* Begin *

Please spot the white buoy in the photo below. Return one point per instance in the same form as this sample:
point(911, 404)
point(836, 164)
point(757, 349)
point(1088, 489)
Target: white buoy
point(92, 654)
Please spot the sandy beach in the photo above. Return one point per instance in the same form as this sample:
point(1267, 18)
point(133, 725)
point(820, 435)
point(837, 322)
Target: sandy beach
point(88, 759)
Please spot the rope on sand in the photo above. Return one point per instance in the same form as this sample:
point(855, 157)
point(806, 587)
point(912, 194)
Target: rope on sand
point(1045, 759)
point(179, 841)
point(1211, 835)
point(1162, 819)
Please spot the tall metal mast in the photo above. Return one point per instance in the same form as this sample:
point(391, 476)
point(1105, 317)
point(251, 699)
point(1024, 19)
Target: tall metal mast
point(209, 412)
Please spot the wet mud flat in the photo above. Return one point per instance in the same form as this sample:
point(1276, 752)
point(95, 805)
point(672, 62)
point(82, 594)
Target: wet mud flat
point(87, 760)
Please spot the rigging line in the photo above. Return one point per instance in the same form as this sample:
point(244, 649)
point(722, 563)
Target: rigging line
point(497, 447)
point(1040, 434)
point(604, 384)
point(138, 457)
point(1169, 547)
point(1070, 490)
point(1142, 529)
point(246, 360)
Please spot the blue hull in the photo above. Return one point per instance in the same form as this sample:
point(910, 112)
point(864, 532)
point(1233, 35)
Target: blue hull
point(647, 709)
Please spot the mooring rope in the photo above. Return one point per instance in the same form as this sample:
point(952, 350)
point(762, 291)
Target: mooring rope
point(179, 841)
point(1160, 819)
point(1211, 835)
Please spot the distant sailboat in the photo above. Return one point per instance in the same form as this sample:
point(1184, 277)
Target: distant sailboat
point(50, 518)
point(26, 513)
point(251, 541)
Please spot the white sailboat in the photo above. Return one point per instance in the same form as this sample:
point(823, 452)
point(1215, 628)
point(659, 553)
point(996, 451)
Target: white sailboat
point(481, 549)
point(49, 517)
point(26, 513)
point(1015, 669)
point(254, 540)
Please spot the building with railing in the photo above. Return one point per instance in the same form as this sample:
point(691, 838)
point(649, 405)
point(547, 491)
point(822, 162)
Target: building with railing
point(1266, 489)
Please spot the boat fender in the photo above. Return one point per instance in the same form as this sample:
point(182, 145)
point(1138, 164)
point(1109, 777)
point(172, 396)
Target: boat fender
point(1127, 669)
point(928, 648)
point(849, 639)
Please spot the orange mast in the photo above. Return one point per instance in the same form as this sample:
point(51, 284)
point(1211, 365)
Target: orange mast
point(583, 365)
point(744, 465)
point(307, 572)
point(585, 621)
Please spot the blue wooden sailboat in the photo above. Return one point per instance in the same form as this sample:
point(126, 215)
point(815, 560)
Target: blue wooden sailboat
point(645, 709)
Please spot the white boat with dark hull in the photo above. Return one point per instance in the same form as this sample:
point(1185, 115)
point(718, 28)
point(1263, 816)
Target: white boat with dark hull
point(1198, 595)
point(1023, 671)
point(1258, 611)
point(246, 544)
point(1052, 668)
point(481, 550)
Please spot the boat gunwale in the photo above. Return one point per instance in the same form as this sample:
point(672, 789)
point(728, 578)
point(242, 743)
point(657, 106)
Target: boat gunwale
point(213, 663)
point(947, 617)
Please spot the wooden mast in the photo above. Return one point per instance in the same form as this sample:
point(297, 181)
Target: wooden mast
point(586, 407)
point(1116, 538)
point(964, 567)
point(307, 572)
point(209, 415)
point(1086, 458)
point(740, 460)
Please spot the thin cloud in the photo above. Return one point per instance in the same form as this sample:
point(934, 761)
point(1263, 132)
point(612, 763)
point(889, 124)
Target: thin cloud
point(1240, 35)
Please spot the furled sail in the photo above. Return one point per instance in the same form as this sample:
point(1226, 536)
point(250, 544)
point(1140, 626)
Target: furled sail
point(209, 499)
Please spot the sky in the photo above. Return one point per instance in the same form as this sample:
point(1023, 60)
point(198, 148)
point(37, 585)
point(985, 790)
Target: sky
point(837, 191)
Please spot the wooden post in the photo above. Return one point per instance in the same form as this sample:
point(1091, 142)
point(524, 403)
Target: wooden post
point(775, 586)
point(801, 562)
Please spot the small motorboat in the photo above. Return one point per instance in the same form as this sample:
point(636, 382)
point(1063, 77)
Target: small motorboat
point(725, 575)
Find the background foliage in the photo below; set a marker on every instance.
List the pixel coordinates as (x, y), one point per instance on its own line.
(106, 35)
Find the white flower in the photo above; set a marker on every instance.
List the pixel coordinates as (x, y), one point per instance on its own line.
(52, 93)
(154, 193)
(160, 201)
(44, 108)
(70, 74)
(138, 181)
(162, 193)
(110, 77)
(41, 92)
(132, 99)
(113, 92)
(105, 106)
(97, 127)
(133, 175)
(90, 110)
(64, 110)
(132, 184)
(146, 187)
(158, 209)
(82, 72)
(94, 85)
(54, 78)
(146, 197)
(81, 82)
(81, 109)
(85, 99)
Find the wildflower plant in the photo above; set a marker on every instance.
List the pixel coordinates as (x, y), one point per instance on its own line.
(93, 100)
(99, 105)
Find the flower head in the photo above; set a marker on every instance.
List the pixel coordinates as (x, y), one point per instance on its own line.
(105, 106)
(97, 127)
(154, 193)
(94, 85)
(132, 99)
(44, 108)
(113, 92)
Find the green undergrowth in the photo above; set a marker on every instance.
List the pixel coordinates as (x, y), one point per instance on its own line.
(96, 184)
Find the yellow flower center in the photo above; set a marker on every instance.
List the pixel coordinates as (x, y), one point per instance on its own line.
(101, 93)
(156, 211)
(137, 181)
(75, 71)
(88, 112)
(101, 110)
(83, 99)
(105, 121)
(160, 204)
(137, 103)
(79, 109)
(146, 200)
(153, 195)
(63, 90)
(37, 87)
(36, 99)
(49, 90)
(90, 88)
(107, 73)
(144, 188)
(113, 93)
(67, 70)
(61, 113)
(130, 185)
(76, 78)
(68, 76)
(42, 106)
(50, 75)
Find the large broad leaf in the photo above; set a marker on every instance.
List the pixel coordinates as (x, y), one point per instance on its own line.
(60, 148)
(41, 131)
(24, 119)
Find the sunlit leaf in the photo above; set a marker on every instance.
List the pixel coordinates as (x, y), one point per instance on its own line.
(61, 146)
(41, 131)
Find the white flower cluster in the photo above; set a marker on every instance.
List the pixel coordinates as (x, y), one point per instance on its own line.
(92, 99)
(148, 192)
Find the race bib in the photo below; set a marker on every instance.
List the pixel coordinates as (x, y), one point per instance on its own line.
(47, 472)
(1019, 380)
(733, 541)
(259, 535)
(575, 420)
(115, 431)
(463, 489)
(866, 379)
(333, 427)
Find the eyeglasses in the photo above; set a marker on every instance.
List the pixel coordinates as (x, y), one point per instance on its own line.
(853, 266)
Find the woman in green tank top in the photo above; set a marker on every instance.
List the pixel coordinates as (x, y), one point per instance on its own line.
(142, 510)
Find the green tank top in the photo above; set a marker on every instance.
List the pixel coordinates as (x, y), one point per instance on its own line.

* End *

STATED PROBLEM: Rewrite every line of the records above as a JSON list of strings, one string per line, and leave out blank lines.

FINISHED EXERCISE:
[
  "Please spot the white buoy in the photo below. Return one point per instance in the same form as this sample:",
  "point(911, 404)",
  "point(836, 164)",
  "point(757, 349)",
  "point(1088, 489)",
  "Target: white buoy",
  "point(92, 654)",
  "Please spot the sandy beach in the photo above. Return one point per instance in the same form as this sample:",
  "point(1267, 18)",
  "point(133, 725)",
  "point(820, 435)",
  "point(837, 322)",
  "Target: sandy beach",
  "point(88, 759)",
  "Please spot the rope on sand in the photo above. Return one point per instance in the same form as this sample:",
  "point(855, 157)",
  "point(806, 587)",
  "point(912, 194)",
  "Target: rope on sand",
  "point(1045, 759)",
  "point(179, 841)",
  "point(1211, 835)",
  "point(1162, 819)",
  "Please spot the tall metal mast in the photo above. Return one point per instance in the same form as this sample:",
  "point(391, 476)",
  "point(1105, 317)",
  "point(251, 699)",
  "point(1024, 19)",
  "Target: tall metal mast",
  "point(209, 412)",
  "Please spot the wet mud flat in the photo above. Return one point per instance in the same form as this sample:",
  "point(1276, 752)",
  "point(95, 805)",
  "point(672, 62)",
  "point(82, 594)",
  "Target: wet mud flat",
  "point(87, 760)",
  "Please spot the rigging line in the photo above. Return one point per instance in the same form as this sample:",
  "point(244, 649)",
  "point(722, 563)",
  "Target: rigging line",
  "point(497, 447)",
  "point(1040, 434)",
  "point(604, 384)",
  "point(138, 457)",
  "point(1169, 547)",
  "point(1070, 490)",
  "point(1142, 529)",
  "point(246, 360)",
  "Please spot the blue hull in the photo above. Return one point per instance in the same form as this sample:",
  "point(910, 112)",
  "point(864, 532)",
  "point(1233, 35)",
  "Target: blue hull",
  "point(647, 709)",
  "Please spot the mooring rope in the photo above. Return one point per instance in the same form as this sample:",
  "point(952, 350)",
  "point(762, 291)",
  "Target: mooring rope",
  "point(179, 841)",
  "point(1160, 819)",
  "point(1211, 835)",
  "Please spot the distant sailboat in the photo above. Return one point per instance in the same form as this sample:",
  "point(1184, 277)",
  "Target: distant sailboat",
  "point(50, 518)",
  "point(26, 513)",
  "point(251, 541)",
  "Please spot the white sailboat in the photo above. Return one point per instance in the same form as this sample:",
  "point(823, 452)",
  "point(1215, 628)",
  "point(659, 553)",
  "point(996, 451)",
  "Target: white sailboat",
  "point(481, 549)",
  "point(49, 517)",
  "point(26, 513)",
  "point(1015, 669)",
  "point(254, 540)",
  "Please spot the building with railing in the photo above. Return one point per instance in the same form as this sample:",
  "point(691, 838)",
  "point(649, 405)",
  "point(547, 491)",
  "point(822, 162)",
  "Target: building with railing",
  "point(1266, 489)",
  "Please spot the boat fender in the photo above. Return one point per instance in the same form as this sample:",
  "point(182, 145)",
  "point(1138, 164)",
  "point(1109, 777)",
  "point(172, 396)",
  "Target: boat fender",
  "point(1127, 669)",
  "point(928, 648)",
  "point(849, 639)",
  "Please spot the orange mast in the photo above. Return one point per instance in the same form as this sample:",
  "point(51, 284)",
  "point(1211, 365)",
  "Target: orange mast",
  "point(583, 365)",
  "point(744, 465)",
  "point(307, 572)",
  "point(585, 621)",
  "Please spot the blue wooden sailboat in the photo above. Return one point per instance in the same form as this sample:",
  "point(126, 215)",
  "point(815, 560)",
  "Target: blue wooden sailboat",
  "point(645, 709)",
  "Please spot the white boat with dark hull in the photo above. Return one point per instance in the same form as this sample:",
  "point(1185, 115)",
  "point(718, 28)",
  "point(1263, 816)",
  "Target: white boat with dark hull",
  "point(1198, 595)",
  "point(1023, 671)",
  "point(1258, 611)",
  "point(246, 544)",
  "point(1052, 668)",
  "point(481, 550)",
  "Please spot the boat gunwale in the photo above. Return one point per instance in the same form as this sample:",
  "point(672, 789)",
  "point(728, 578)",
  "point(242, 743)",
  "point(657, 106)",
  "Target: boat gunwale",
  "point(213, 663)",
  "point(947, 617)",
  "Please spot the wooden mast in the photo above. Return one point per instance in the same form as this sample:",
  "point(297, 181)",
  "Target: wooden mast",
  "point(586, 407)",
  "point(1116, 538)",
  "point(964, 567)",
  "point(307, 572)",
  "point(209, 415)",
  "point(1086, 458)",
  "point(740, 460)",
  "Please spot the thin cloud in the photo above. Return one point per instance in the same form as this sample:",
  "point(934, 761)",
  "point(1263, 132)",
  "point(612, 763)",
  "point(889, 124)",
  "Target: thin cloud",
  "point(1240, 35)",
  "Please spot the furled sail in the photo above. Return one point per instance in the same form as this sample:",
  "point(1226, 536)",
  "point(250, 544)",
  "point(1140, 626)",
  "Target: furled sail",
  "point(209, 499)",
  "Please spot the sky in the photo above. Return one point per instance in the same form as this sample:",
  "point(1023, 60)",
  "point(198, 148)",
  "point(37, 585)",
  "point(985, 790)",
  "Target: sky",
  "point(837, 191)",
  "Please spot the wooden post in the photo above. Return one point per instance in the same form as this sample:",
  "point(1091, 142)",
  "point(524, 403)",
  "Target: wooden post",
  "point(775, 586)",
  "point(801, 562)",
  "Please spot the small motorboat in the photo above. Return one point per instance in the same form as this sample:",
  "point(636, 382)",
  "point(1063, 77)",
  "Target: small motorboat",
  "point(725, 575)",
  "Find the background foliage in the photo below; set a marker on every instance.",
  "List the pixel coordinates as (x, y), one point per instance on its own line.",
  "(106, 35)",
  "Find the white flower in the photo above; set a marker on every instance.",
  "List the pixel coordinates as (x, y), one point per instance on its own line.",
  "(52, 93)",
  "(154, 193)",
  "(160, 201)",
  "(44, 108)",
  "(70, 74)",
  "(138, 181)",
  "(162, 193)",
  "(110, 77)",
  "(41, 92)",
  "(132, 99)",
  "(113, 92)",
  "(105, 106)",
  "(97, 127)",
  "(133, 175)",
  "(90, 110)",
  "(64, 110)",
  "(132, 184)",
  "(146, 187)",
  "(158, 209)",
  "(82, 72)",
  "(94, 85)",
  "(54, 78)",
  "(146, 197)",
  "(81, 82)",
  "(81, 109)",
  "(85, 99)",
  "Find the wildflower plant in the photo above; set a marker on every instance.",
  "List the pixel coordinates as (x, y), one point per instance on its own line.",
  "(93, 100)",
  "(99, 105)",
  "Find the flower head in the photo above; set a marker on every instance.",
  "List the pixel coordinates as (x, y), one point per instance on its own line.",
  "(105, 106)",
  "(97, 127)",
  "(154, 193)",
  "(94, 85)",
  "(132, 99)",
  "(44, 108)",
  "(113, 92)",
  "Find the green undergrowth in the photo above; set a marker on every instance.",
  "List the pixel coordinates as (x, y), one point per instance on its own line.",
  "(96, 184)",
  "Find the yellow flower center in the photo above; set a marker on every instance.",
  "List the pixel coordinates as (x, y), one point per instance on its own line.",
  "(101, 93)",
  "(156, 211)",
  "(137, 181)",
  "(75, 71)",
  "(88, 112)",
  "(101, 110)",
  "(83, 99)",
  "(105, 121)",
  "(160, 204)",
  "(137, 103)",
  "(79, 109)",
  "(146, 200)",
  "(153, 195)",
  "(63, 90)",
  "(37, 87)",
  "(36, 99)",
  "(49, 90)",
  "(90, 88)",
  "(107, 73)",
  "(144, 188)",
  "(113, 93)",
  "(67, 70)",
  "(61, 113)",
  "(130, 185)",
  "(76, 78)",
  "(68, 76)",
  "(42, 106)",
  "(50, 75)",
  "Find the large broad leaf in the photo above; set a marker on every instance.",
  "List the pixel coordinates as (x, y), one point per instance on its own line.",
  "(60, 148)",
  "(41, 131)",
  "(24, 119)",
  "Find the sunlit leaf in the photo above; set a marker on every instance.",
  "List the pixel coordinates as (x, y), one point per instance on its own line.",
  "(61, 146)",
  "(41, 131)",
  "Find the white flower cluster in the photo above; set a marker on every instance.",
  "List the pixel coordinates as (x, y), one point per instance on its own line.",
  "(92, 99)",
  "(148, 192)",
  "Find the race bib in the photo below; set a marker on every instance.",
  "List the pixel coordinates as (x, y), one point per instance on its own line.",
  "(47, 472)",
  "(1019, 380)",
  "(733, 541)",
  "(259, 535)",
  "(575, 420)",
  "(115, 431)",
  "(463, 489)",
  "(866, 379)",
  "(333, 427)",
  "Find the eyeglasses in the photo above; set a marker on every instance.",
  "List the pixel coordinates as (x, y), one point per instance on its own line.",
  "(853, 266)",
  "Find the woman in green tank top in the photo above; set a marker on every instance.",
  "List the pixel coordinates as (x, y), one point per instance on its own line.",
  "(142, 510)",
  "Find the green tank top in the photo above; set a marker on every instance.",
  "List the pixel coordinates as (x, y), one point per instance on its own line."
]